***** CUPLIKAN TEKS *****

Menjawab Talbiyah Rohingya
10Berita — Musim haji 2017 ini ternodai oleh insiden terbunuhnya 89 Muslim Rohingya oleh militer Myanmar. Dua desa habis diberangus sejak Jumat (25/08) lalu. Hari itu rombongan saya baru tiba di Mekkah dan langsung melaksanakan manasik umrah.
Secara kebetulan, kami bertemu dengan petugas kebersihan Masjidil Haram beretnis Rohingya. Dia menceritakan kondisi kampung halamannya dalam bahasa yang agak susah dipahami.
Meski demikian, ratusan foto dan potongan video yang beredar di media sosial sudah cukup menggambarkan luka yang kembali tergores di sana. Tentu saja, tetap berusaha memilah mana sumber tepercaya di antara jebakan hoax yang sering bertebaran. Dan Rohingnya bukanlah kisah pilu yang baru.
Mereka adalah sejumput kisah pahit sejarah manusia yang dikotak-kotakkan atas dasar ras, bangsa atau asal negara. Myanmar menolak mengakui mereka sebagai warga negara karena merasa sebagai bangsa yang berbeda—termasuk perbedaan agama.
Kondisi seperti itu diperparah oleh dukungan kaum biksu seperti Ashin Wirathu untuk kebijakan keras rezim Aung San Suu Kyi, membuat persoalan Rohingya ini sulit dilepaskan dari motif agama.

*****

- KETENTUAN LATIHAN:
1 > Menurut teks tentang Rohingya, berapa orang Muslim Rohingya yang terbunuh oleh militer Myanmar dalam insiden itu?
2 > Kembalikan bagian teks tentang Rohingya mulai dari "Mereka adalah sejumput" sampai "berbeda—termasuk perbedaan agama." tanpa mengubah apa pun.
Gunakan teks tentang Rohingya di atas sebagai satu-satunya sumber.

***** DATA HASIL EKSTRAKSI *****

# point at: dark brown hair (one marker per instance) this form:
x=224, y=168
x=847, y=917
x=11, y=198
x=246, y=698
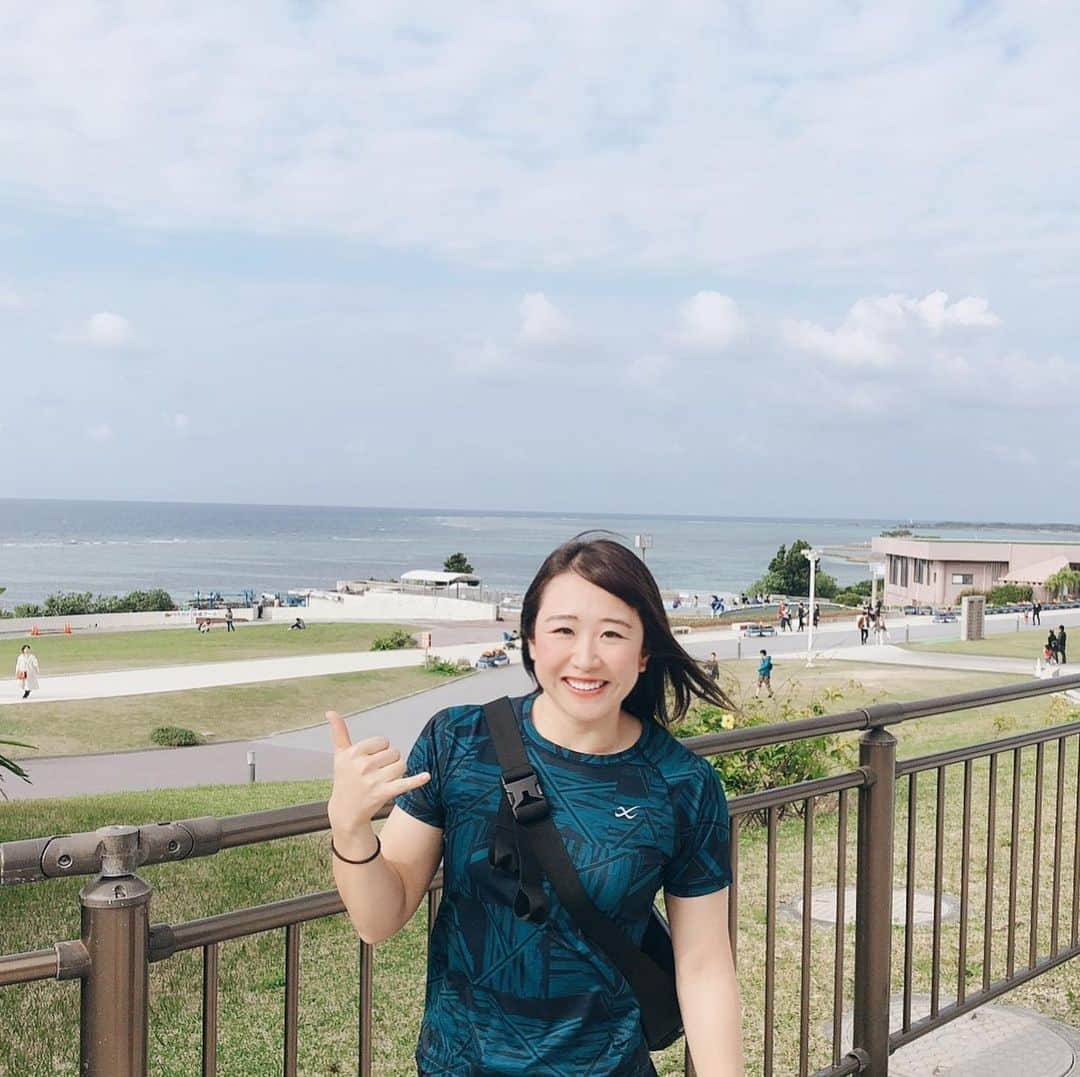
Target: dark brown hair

*****

- JAWABAN TIAP TUGAS:
1 > 89 orang.

2 >
Mereka adalah sejumput kisah pahit sejarah manusia yang dikotak-kotakkan atas dasar ras, bangsa atau asal negara. Myanmar menolak mengakui mereka sebagai warga negara karena merasa sebagai bangsa yang berbeda—termasuk perbedaan agama.